Travail à faire -
• 1. Mettez à jour l'article sur la galactosémie en reprenant le passage situé entre « Article paru dans » et « October 1, 2018. » inclusivement, où « août » devient « juillet ».
• 2. D'après l'article sur la galactosémie, quelle est la prévalence de la forme Duarte ?

Extrait -
::::::::

Article paru dans le n° 149 des Dossiers de l'allaitement, août 2019
D'après : Breastfeeding and galactosemia. Scott R, Goldman A., Leader Today, October 1, 2018.
La galactosémie est une pathologie congénitale autosomique récessive sévère : les deux parents de l’enfant doivent être porteurs du gène défectueux et le transmettre tous les deux à l’enfant. La mutation génétique peut survenir au niveau de 3 gènes, avec pour conséquence l’impossibilité de métaboliser le galactose (qui est couplé à une molécule de glucose pour constituer le lactose), ce dernier s’accumule dans le sang, entraînant l’apparition de troubles très rapidement après la naissance (vomissements, diarrhée, perte de poids, ictère, troubles neurologiques…) qui peuvent être rapidement mortels en cas de forme sévère, si le nouveau-né n’est pas très rapidement alimenté avec un lait spécial pauvre en lactose. Il existe plusieurs formes de galactosémie de sévérité variable, dont une forme mineure, la forme Duarte, induite par une déficience partielle d’une enzyme, la galactose-1-phosphate uridyl transférase (GALT), dont la prévalence est d’environ 1 enfant pour 4 000 naissances ; le nourrisson touché peut métaboliser le galactose mais de façon réduite. Si la galactosémie est une contre-indication majeure à l’allaitement, ce dernier sera possible avec des aménagements si l’enfant présente la forme Duarte.
Après une grossesse parfaitement normale, cette mère a accouché à son domicile de son second enfant, qu’elle a immédiatement mis au sein. Elle allaitait toujours son premier enfant âgé de 4 ans et elle comptait bien agir de même avec son second enfant. Le pédiatre est passé à leur domicile pour effectuer le prélèvement de sang au talon destiné aux tests de dépistage en routine (dans certains états des États-Unis, la galactosémie fait partie des anomalies dépistées). 6 semaines plus tard, elle a reçu un appel du pédiatre. Il lui a annoncé que le test avait constaté une galactosémie et qu’elle devait immédiatement arrêter l’allaitement. Cette annonce a dévasté la mère, mais comme son bébé se portait globalement bien, elle a demandé un rendez-vous pour faire un nouveau prélèvement. Le pédiatre lui a dit que cela ne changerait pas le diagnostic, mais il a fait le prélèvement et a obtenu le résultat une semaine plus tard. Il était identique. On a dit aux parents que l’allaitement devait être immédiatement arrêté, et qu’à 12 mois, un test de tolérance au galactose serait effectué afin de voir comment leur enfant le métabolisait.

::::::::

Données d'ancrage de phrases:
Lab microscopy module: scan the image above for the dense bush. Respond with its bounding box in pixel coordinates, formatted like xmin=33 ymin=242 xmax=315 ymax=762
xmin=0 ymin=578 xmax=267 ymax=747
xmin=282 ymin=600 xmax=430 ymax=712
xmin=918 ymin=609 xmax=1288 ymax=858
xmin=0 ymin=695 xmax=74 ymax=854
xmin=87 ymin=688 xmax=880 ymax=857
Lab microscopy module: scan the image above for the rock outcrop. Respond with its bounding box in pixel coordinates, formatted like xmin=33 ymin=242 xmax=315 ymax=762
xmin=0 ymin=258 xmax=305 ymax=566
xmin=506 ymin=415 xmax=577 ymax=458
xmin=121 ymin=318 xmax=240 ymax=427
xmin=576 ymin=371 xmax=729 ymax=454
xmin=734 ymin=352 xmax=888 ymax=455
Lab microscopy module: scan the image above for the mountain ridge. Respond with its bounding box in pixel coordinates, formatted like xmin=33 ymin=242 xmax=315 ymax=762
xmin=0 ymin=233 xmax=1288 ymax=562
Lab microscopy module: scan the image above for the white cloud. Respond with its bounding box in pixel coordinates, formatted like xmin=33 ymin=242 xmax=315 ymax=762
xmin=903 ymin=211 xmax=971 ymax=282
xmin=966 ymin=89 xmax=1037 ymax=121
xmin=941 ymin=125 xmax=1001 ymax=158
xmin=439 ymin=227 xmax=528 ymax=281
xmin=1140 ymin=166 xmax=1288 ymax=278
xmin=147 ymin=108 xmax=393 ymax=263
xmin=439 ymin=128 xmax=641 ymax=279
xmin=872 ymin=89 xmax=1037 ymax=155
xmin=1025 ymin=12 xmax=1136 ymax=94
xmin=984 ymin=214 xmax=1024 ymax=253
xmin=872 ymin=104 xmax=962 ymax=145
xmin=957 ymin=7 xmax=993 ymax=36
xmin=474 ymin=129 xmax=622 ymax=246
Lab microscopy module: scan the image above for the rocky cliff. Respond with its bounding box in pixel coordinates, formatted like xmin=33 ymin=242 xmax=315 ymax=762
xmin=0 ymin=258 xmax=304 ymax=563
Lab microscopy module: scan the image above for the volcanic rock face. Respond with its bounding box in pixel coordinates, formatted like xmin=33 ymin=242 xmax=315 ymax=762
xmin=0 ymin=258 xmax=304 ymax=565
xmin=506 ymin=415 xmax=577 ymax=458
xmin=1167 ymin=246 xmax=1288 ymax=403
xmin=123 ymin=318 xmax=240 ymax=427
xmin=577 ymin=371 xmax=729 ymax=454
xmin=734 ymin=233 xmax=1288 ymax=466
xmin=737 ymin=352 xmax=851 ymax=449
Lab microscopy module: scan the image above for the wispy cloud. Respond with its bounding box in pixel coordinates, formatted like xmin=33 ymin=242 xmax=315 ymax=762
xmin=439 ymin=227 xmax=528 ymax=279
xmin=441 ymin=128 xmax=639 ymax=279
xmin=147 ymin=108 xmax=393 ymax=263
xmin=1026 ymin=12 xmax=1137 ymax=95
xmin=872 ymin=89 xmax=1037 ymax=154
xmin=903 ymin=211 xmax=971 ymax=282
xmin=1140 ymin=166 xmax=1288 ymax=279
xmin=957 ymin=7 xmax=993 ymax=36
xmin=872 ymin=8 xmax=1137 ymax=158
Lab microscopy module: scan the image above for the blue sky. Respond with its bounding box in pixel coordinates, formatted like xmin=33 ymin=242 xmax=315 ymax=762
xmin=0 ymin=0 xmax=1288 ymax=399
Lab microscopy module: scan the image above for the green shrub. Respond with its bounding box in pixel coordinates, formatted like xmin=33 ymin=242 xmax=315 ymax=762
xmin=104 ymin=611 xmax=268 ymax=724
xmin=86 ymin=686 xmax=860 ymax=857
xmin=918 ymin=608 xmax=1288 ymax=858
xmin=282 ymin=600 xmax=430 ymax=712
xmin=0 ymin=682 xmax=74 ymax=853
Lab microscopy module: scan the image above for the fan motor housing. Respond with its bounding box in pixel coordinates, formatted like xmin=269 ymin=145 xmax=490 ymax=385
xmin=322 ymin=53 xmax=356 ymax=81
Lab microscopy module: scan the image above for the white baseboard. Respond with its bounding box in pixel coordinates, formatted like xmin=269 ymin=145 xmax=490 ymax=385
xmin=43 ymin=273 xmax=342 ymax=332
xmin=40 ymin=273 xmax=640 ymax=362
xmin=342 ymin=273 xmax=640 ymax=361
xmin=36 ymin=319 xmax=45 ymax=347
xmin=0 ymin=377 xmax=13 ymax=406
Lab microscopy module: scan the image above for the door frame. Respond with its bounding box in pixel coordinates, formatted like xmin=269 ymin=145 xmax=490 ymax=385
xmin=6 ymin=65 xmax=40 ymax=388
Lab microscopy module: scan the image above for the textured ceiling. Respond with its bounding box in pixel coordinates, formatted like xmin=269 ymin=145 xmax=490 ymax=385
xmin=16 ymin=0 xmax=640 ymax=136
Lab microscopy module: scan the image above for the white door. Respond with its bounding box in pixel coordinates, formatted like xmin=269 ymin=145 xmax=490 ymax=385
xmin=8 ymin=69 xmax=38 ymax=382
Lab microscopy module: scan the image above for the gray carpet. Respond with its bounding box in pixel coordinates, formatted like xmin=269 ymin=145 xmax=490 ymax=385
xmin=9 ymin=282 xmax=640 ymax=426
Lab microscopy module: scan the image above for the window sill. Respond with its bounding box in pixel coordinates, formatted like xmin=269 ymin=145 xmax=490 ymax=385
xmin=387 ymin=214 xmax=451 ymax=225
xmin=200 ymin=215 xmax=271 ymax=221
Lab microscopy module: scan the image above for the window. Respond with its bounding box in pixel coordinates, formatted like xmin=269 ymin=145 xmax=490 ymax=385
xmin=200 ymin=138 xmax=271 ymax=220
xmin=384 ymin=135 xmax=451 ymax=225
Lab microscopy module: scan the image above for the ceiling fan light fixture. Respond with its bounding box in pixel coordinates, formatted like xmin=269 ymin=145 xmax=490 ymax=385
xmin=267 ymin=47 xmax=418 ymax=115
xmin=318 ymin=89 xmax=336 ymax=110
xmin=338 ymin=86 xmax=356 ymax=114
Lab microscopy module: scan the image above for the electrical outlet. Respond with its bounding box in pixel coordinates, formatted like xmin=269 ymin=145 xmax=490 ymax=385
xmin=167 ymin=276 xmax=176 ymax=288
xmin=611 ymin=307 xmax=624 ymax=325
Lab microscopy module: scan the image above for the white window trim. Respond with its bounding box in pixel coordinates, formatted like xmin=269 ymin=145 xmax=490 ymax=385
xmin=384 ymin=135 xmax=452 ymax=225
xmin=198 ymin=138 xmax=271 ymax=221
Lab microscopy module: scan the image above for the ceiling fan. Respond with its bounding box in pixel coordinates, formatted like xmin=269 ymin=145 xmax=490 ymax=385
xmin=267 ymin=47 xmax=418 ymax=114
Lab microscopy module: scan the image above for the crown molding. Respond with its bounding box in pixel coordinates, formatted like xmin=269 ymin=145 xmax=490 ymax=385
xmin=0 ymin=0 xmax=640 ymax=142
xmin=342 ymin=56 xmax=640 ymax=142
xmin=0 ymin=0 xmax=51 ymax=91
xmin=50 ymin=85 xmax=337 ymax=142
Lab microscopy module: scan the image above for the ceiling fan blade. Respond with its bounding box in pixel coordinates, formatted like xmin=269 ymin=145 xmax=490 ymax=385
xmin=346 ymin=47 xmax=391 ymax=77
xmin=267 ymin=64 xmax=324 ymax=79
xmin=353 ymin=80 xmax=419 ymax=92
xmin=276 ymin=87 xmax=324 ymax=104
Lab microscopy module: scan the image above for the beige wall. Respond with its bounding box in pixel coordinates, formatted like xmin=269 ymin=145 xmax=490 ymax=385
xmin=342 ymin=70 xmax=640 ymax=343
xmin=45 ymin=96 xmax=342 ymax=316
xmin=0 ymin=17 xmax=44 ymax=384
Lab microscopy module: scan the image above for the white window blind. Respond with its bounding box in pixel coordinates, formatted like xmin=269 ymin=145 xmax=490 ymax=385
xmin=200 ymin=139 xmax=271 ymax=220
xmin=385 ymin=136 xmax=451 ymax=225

::::::::

Réponses par numéro -
• 1.
Article paru dans le n° 149 des Dossiers de l'allaitement, juillet 2019
D'après : Breastfeeding and galactosemia. Scott R, Goldman A., Leader Today, October 1, 2018.

• 2. Environ 1 enfant pour 4 000 naissances.